## Source records

▽

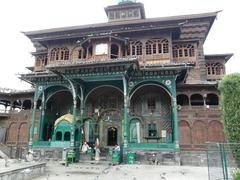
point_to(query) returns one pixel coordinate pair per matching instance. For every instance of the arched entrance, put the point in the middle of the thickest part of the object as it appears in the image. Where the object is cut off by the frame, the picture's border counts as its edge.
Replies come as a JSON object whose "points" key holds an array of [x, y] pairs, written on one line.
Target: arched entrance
{"points": [[112, 136], [152, 102], [103, 105], [57, 104]]}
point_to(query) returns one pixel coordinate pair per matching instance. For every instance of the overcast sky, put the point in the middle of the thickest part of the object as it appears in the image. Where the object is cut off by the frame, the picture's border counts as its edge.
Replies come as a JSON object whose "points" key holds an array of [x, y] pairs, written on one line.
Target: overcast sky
{"points": [[25, 15]]}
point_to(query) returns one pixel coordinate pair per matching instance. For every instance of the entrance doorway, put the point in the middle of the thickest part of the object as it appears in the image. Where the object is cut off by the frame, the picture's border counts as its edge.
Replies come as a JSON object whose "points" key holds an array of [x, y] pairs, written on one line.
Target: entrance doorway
{"points": [[112, 136]]}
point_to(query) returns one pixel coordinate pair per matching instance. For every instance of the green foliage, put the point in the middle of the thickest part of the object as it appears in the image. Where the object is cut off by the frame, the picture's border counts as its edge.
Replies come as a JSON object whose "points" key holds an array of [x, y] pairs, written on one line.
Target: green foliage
{"points": [[236, 174], [230, 104]]}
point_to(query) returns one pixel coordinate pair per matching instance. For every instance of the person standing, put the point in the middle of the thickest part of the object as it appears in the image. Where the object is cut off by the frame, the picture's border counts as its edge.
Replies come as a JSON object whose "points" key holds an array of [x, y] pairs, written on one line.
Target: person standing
{"points": [[85, 147], [97, 153]]}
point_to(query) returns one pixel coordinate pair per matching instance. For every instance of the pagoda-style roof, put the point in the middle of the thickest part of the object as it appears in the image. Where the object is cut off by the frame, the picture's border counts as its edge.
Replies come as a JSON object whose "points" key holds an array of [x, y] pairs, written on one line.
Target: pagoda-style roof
{"points": [[218, 57], [189, 26]]}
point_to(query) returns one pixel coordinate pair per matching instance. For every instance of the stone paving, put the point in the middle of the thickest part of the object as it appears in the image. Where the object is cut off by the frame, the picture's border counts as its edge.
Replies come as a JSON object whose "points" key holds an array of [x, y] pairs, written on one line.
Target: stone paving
{"points": [[100, 171]]}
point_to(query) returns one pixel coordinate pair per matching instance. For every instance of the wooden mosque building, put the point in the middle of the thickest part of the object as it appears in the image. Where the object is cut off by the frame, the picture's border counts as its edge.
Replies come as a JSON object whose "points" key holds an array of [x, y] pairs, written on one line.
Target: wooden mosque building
{"points": [[143, 83]]}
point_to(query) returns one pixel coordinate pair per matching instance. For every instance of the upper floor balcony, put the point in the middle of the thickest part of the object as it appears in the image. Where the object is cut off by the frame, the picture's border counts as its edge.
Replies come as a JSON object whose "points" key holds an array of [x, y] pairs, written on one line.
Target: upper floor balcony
{"points": [[148, 52]]}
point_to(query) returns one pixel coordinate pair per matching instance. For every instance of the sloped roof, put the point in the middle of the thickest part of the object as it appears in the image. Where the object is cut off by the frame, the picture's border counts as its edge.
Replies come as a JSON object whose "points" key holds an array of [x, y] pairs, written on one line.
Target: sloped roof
{"points": [[178, 19]]}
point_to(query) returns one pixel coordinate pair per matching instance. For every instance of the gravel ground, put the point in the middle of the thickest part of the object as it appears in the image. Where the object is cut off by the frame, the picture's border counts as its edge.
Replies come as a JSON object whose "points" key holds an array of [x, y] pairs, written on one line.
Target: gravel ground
{"points": [[55, 171]]}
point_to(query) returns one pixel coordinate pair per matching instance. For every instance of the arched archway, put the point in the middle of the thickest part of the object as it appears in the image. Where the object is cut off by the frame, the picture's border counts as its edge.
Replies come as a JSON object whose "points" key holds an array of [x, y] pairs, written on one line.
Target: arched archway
{"points": [[67, 136], [212, 99], [197, 100], [199, 133], [12, 135], [184, 133], [215, 131], [23, 133], [59, 136], [103, 105], [135, 129], [27, 104], [153, 103], [58, 104], [182, 100], [112, 136]]}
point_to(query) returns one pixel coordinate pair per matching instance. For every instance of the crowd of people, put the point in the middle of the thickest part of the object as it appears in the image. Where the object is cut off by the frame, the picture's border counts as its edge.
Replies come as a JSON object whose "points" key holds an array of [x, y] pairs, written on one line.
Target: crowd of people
{"points": [[96, 149]]}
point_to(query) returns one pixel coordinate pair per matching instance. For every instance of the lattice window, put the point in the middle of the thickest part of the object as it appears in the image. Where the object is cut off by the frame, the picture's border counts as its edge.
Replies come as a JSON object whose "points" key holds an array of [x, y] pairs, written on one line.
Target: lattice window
{"points": [[78, 53], [215, 69], [151, 103], [41, 60], [183, 50], [59, 54], [152, 130], [135, 48], [157, 46]]}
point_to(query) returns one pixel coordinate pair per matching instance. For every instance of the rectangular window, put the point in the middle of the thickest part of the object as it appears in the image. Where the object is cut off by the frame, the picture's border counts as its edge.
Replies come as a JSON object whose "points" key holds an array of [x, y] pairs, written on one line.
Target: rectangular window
{"points": [[123, 14], [111, 15], [117, 15], [130, 13], [165, 48], [151, 103], [152, 130], [186, 52], [160, 48], [139, 50], [101, 49], [136, 13], [154, 49], [148, 49], [133, 50]]}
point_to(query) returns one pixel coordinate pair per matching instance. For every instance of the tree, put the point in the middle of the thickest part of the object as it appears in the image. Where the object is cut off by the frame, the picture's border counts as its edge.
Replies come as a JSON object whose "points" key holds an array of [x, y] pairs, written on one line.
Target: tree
{"points": [[230, 104]]}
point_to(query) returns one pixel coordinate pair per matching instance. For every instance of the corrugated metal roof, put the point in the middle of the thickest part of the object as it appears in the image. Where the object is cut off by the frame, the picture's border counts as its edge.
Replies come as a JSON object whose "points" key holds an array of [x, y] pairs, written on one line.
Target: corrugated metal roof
{"points": [[108, 24]]}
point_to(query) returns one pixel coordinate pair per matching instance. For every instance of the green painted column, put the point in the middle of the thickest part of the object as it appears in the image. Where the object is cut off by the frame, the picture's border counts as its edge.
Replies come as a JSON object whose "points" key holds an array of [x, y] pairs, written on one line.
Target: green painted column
{"points": [[42, 116], [73, 123], [33, 123], [126, 113], [175, 117], [82, 105]]}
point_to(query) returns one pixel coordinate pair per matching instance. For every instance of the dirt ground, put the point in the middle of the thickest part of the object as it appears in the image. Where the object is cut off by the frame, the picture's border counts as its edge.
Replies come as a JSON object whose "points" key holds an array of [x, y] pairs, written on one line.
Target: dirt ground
{"points": [[92, 171]]}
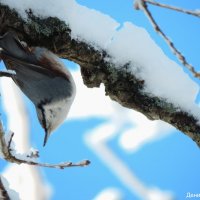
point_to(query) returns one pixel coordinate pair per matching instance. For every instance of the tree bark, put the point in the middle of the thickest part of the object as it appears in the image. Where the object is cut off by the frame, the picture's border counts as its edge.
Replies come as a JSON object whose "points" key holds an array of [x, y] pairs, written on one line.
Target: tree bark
{"points": [[120, 85]]}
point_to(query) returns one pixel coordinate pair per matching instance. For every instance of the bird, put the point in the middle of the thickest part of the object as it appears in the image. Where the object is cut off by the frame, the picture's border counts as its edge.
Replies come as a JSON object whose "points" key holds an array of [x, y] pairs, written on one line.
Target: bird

△

## Exercise directions
Pull every line containing "bird" out of the entries.

## Response area
point_to(query) returns one pixel coordinate pair per matching instance. For every instance of the bird, put the point in the middle of the thickest part of the object as it appears in the image. Where the object is cut off by the frame, the picture's border counts as its edge.
Target: bird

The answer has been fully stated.